Entries taken from a collection

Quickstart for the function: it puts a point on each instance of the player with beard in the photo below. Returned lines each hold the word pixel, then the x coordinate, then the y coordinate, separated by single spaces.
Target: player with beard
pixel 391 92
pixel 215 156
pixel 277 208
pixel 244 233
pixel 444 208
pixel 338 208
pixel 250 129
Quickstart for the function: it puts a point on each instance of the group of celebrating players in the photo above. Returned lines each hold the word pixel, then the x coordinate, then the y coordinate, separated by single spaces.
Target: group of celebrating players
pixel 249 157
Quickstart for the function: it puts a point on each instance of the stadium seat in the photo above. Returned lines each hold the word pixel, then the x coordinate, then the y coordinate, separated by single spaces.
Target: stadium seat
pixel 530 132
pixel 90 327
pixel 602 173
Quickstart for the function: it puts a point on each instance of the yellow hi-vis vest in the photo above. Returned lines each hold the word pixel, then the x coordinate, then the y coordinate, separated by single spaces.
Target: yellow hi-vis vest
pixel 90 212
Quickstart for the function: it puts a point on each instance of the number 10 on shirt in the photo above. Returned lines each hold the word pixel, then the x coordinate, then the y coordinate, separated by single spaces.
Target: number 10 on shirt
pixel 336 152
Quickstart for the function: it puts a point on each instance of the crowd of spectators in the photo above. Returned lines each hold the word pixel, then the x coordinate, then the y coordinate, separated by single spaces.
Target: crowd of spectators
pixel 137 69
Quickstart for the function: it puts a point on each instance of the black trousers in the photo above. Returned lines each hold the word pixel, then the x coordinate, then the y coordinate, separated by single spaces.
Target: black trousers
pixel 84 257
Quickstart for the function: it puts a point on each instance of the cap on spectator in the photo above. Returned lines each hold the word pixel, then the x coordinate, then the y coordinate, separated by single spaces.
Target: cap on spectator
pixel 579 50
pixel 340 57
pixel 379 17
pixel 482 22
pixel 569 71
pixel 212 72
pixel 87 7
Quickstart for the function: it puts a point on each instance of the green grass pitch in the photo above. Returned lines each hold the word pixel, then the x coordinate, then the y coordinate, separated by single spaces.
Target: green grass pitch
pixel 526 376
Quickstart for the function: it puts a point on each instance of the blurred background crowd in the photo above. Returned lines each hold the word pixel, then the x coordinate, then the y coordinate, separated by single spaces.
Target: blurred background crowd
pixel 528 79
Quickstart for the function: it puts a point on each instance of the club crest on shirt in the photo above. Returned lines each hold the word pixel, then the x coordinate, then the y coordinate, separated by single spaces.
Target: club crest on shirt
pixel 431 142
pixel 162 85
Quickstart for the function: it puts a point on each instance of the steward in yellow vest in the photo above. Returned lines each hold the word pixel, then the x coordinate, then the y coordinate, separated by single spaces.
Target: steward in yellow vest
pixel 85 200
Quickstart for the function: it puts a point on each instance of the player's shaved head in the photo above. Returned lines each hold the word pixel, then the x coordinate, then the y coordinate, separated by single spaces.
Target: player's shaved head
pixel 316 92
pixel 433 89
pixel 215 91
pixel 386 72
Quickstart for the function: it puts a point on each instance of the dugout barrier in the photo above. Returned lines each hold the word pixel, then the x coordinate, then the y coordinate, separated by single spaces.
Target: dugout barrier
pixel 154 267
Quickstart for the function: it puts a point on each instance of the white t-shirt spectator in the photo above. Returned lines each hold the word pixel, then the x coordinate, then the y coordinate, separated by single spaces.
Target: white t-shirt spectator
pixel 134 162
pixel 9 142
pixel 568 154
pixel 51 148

» **Your goal**
Go through the data and copy each line exactly as it was written.

» **Task result**
Quickstart for the function: it puts a point on each instance of the player with beard in the photo below. Returned lines each hold the word pixel, then the x coordinate, then the y coordinate, separated by single spaces.
Target: player with beard
pixel 391 92
pixel 215 156
pixel 277 208
pixel 244 233
pixel 444 208
pixel 338 208
pixel 250 129
Quickstart for the function: it puts a point on each instance of the group of celebrating players in the photo above. Returned lines each hold the word pixel, then the x coordinate, then the y coordinate, separated by single spaces.
Target: group of celebrating players
pixel 249 157
Quickstart for the function: it puts a point on each instance of the stadium seat in the photo above. Returned lines each hold the word pixel, then the x coordinate, then the y coordinate, separated by single spaces.
Target: stadium seat
pixel 530 132
pixel 90 327
pixel 602 173
Quickstart for the function: it puts a point on each instance of the yellow hi-vis vest in the photo above. Returned lines each hold the word pixel, then the x coordinate, then the y coordinate, separated by single spaces.
Target: yellow hi-vis vest
pixel 90 212
Quickstart for the function: it puts a point on each instance of the number 10 on shirt in the photo above. Returned lines each hold the word pixel, then the x coordinate, then the y coordinate, separated by single spaces.
Target: number 10 on shirt
pixel 336 152
Quickstart for the function: it puts a point on each instance of the crowd of spectators in the photo above. Returned lines each hold the word pixel, then the x coordinate, then the y coordinate, separated by single spaces.
Target: crowd of spectators
pixel 137 69
Quickstart for the function: it puts a point on each instance of the black trousers in the photo above. Returned lines each hold the word pixel, then the x coordinate, then the y coordinate, separated by single spaces.
Target: black trousers
pixel 84 257
Quickstart for the function: it puts a point on each instance of the cap on spectator in the photo above. Returned lines each hold the word pixel, then the x coordinate, then the y coordinate, separated by single spaces.
Target: cap on spectator
pixel 579 50
pixel 340 57
pixel 379 17
pixel 482 22
pixel 569 71
pixel 212 72
pixel 87 7
Quickstart for the function: it puts a point on each instance of the green grass pitch in the photo above. Returned lines each hold the word pixel, then the x coordinate, then the y coordinate, separated by single spaces.
Target: green grass pitch
pixel 526 376
Quickstart for the function: it puts a point on each instance of the blurred background crowd in the photo above. Returned lines each hold the word pixel, then the x coordinate, then the y coordinate, separated by single spaces.
Target: blurred background crowd
pixel 528 79
Quickstart for the function: it puts a point on each instance of the club crest on shirt in the photo above. Returned lines each hold the word pixel, then the x coordinate, then the y coordinate, separated by single spaces.
Target: club crest on shirt
pixel 431 142
pixel 162 85
Quickstart for the function: it puts a point on each instance of the steward in yellow vest in the photo above. Returned lines each hold the word pixel, then the x coordinate, then the y coordinate, separated by single spaces.
Target: steward in yellow vest
pixel 85 200
Quickstart for the function: it puts a point on each instance of the player's shaved head in the photo above. Returned lines each hold the word pixel, then the x coordinate, then the y coordinate, separated by single spaces.
Target: player's shaved head
pixel 316 92
pixel 433 89
pixel 215 91
pixel 386 72
Quickstart for the function: it puts a point on each instance of the dugout barrier in the photo above. Returned lines each hold the word pixel, then the x coordinate, then the y coordinate, separated by single spaces.
Target: dugout barrier
pixel 154 267
Quickstart for the function: it puts a point on each instance of the white t-shirt spectator in the photo above. Returned lines each hold the word pixel, then the x coordinate, then the y coordinate, separated by single spaces.
Target: white t-shirt spectator
pixel 134 162
pixel 9 142
pixel 568 154
pixel 51 148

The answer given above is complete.